SUPPLIED RECORDS:
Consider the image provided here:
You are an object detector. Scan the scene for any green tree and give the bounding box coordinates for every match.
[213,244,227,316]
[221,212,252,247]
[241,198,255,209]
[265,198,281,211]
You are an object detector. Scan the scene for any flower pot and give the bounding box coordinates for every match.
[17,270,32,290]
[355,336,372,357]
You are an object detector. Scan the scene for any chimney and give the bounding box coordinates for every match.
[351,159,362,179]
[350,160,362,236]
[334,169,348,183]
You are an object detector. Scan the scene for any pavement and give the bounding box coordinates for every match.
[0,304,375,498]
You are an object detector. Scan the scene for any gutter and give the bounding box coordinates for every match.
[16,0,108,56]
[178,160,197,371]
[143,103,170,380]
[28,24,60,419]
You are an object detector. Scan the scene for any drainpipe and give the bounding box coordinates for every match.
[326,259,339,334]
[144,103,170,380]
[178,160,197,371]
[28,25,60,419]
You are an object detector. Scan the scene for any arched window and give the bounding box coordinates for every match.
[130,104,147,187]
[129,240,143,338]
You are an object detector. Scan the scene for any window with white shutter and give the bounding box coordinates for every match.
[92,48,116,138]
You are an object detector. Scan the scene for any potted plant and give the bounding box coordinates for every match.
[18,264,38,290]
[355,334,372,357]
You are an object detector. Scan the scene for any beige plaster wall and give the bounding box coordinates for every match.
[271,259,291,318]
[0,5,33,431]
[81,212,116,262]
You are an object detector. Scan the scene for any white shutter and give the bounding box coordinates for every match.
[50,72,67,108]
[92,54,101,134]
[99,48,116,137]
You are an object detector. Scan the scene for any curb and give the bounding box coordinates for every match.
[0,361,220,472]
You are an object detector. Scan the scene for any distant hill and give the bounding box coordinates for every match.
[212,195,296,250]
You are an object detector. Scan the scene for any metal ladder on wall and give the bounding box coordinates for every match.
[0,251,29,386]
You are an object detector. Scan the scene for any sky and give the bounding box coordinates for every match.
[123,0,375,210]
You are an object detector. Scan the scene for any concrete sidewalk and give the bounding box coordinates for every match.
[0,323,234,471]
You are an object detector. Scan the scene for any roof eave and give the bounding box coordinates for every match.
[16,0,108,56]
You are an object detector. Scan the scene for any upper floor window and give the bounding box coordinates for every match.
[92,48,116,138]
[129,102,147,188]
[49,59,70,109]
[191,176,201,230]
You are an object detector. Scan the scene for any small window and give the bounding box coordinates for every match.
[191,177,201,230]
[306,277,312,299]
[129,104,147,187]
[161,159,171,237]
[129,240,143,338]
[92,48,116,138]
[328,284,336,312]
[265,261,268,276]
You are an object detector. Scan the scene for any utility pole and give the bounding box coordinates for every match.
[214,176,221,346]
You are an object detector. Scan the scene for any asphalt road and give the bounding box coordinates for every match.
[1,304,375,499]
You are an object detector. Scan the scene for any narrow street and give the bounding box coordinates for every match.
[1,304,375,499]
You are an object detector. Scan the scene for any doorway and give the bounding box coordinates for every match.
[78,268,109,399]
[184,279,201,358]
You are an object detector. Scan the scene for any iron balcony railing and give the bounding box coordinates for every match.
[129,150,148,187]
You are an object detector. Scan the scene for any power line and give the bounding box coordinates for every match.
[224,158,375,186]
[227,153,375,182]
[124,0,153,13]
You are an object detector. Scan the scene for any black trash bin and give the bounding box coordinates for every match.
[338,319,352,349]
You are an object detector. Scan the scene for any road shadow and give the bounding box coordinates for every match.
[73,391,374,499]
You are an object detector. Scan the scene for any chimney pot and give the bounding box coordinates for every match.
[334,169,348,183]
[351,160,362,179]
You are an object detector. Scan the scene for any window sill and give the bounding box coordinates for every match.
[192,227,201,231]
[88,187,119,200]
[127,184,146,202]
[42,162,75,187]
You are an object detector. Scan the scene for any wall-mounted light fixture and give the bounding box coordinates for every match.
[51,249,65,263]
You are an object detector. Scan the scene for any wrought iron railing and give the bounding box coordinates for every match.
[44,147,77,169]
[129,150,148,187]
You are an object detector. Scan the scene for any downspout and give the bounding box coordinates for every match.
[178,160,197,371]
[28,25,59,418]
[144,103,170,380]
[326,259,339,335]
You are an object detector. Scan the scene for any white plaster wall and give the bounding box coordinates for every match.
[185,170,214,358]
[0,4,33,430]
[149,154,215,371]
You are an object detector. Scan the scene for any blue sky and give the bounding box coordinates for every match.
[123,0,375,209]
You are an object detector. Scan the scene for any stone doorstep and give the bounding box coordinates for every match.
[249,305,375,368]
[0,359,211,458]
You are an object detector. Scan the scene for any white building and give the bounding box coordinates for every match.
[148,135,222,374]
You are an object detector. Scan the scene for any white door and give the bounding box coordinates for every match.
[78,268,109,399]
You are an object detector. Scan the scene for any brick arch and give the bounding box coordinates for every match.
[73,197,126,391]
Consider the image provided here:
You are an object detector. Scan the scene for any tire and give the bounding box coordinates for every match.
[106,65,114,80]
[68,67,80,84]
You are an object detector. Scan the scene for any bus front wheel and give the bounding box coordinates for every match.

WHAT TO PRODUCE: What is needed is each line of the data, printed exactly.

ANSWER TO THE PROBLEM:
Consider the image provided here:
You are an object detector. Scan the scene for any green tree and give the bounding box coordinates for every match.
[213,244,227,316]
[221,212,252,247]
[241,198,255,209]
[265,198,281,211]
You are an object detector. Scan the scene for any flower pot and give the bounding box coordinates for every match.
[17,270,32,290]
[355,336,372,357]
You are an object detector. Scan the scene for any chimney and give the bounding box coordinates for every match.
[351,159,362,179]
[350,160,362,236]
[334,169,348,183]
You are an object detector. Scan the scene for any pavement and give the bounding box coordinates for every match.
[0,304,375,498]
You are an object detector. Scan the scene for any gutter and give the bounding box coordinates for every match.
[16,0,108,56]
[178,160,197,371]
[143,103,170,380]
[28,24,60,419]
You are an object detector. Scan the scene for any drainpipe and give the bounding box coordinates for every match.
[326,259,339,334]
[144,103,170,380]
[178,160,197,371]
[28,25,60,419]
You are an object detector. Scan the scene for any arched window and give the bounding box coordinates for every match.
[130,104,147,187]
[129,240,143,338]
You are an object detector. Scan the scene for any window with white shutter and give the bounding box coordinates for every match.
[92,48,116,138]
You are an object detector. Scan the scene for any potted plant and give the bounding box coordinates for every match.
[18,264,38,290]
[355,334,372,357]
You are an object detector. Scan the scene for any beige plaster wall and give the bounding box coordinates for every match.
[271,259,291,318]
[0,5,33,431]
[81,212,116,262]
You are an object detector. Scan the scene for any white shutter and give the bounding box coordinates for every match.
[50,72,67,108]
[92,54,101,134]
[99,48,116,137]
You are an object detector. Scan the scene for any curb and give the bounding box coordinates for every match.
[0,361,220,472]
You are an object detector. Scan the scene for any distant hill and give the bounding box coordinates for every match.
[212,195,296,250]
You are an object detector. Scan the scene for any metal ladder on wall and give the bounding box coordinates for every match.
[0,251,29,386]
You are an object detector. Scan the scene for any sky and give the bounding box coordinates for every match.
[123,0,375,210]
You are an object detector. Scan the scene for any concrete sidewalk and give the bounding box coordinates for every match.
[0,323,234,471]
You are an object detector. Scan the scene for any roof eave and give the bounding box coordinates for every match.
[16,0,108,56]
You are an object detector. Scan the scene for any upper floor window and give the bounding box coordinates for every match.
[92,48,116,138]
[129,102,147,188]
[49,59,70,109]
[191,176,201,230]
You are an object detector. Scan the scene for any small window and give the bounding box coordinates for every match.
[191,177,201,230]
[306,277,312,299]
[129,104,147,187]
[161,159,171,237]
[129,240,143,338]
[92,48,116,138]
[328,284,336,312]
[265,261,268,276]
You are an object detector. Scan the scene for any utility pole and give the bounding box coordinates for every match.
[214,176,221,346]
You are an object detector. Scan the scene for any asphalt road and give the bounding box coordinates for every match.
[1,304,375,499]
You are an object detector. Scan the scene for any narrow street and give the bounding box coordinates for every match.
[1,304,375,499]
You are an object detector. Scan the scene for any doorway and give the bounding box coordinates for every match.
[78,268,109,399]
[184,279,201,358]
You are an object detector. Scan the scene for any iron balcony railing and give the bounding box coordinates for every match.
[129,150,148,187]
You are an object detector. Scan the scene for any power line and give the bounding box coordinates for every match.
[224,158,375,186]
[227,153,375,182]
[124,0,153,13]
You are an object detector. Scan the scene for any black trash bin and give the bounding box coordinates for every match.
[338,319,352,349]
You are an object detector. Scan the scene for any road shadow and give the bounding box coordinates for every match.
[73,391,374,499]
You are an object detector. Scan the scene for any chimney pot and give the bounding box coordinates for every match.
[334,169,348,183]
[351,160,362,179]
You are an object detector. Scan the scene for any window sill and give the bounding box coordinates for every match.
[192,227,201,231]
[88,187,119,200]
[127,184,146,202]
[42,162,75,187]
You are an object detector. Scan the scene for any wall-mounted light fixture and give the bounding box coordinates for every match.
[51,249,65,263]
You are an object detector. Scan the scene for any wrought iron railing and give the bounding box coordinates for every match.
[44,147,77,169]
[129,150,148,187]
You are an object detector. Scan the scene for any downspout and give the bounding box coordinates for every match.
[178,160,197,371]
[28,25,59,418]
[144,103,170,380]
[326,259,339,335]
You are an object detector. Scan the scene for any white plaster wall and give the bounding box coordinates for every match.
[185,170,214,358]
[0,4,33,430]
[149,154,215,371]
You are an object detector. Scan the scene for any blue sky and give the bounding box coordinates for every match.
[123,0,375,209]
You are an object detector. Scan the scene for any stone doorstep and give the bounding box coordinates for every match.
[249,305,375,368]
[0,359,211,458]
You are an object detector. Scan the scene for any white building and give the bounding box coordinates for every match.
[148,135,222,374]
You are an object detector. Scan the scene for any white door and give the bounding box coordinates for every match.
[78,268,109,399]
You are an object detector. Scan the scene for any brick arch and give the bounding box coordinates for every match.
[73,197,126,391]
Consider the image provided here:
You are an object detector. Scan the scene for any tire and give the bounding box coordinates for every match.
[106,65,114,80]
[68,67,80,84]
You are an object detector. Scan the scene for any bus front wheel and give the bounding box coordinates for every match.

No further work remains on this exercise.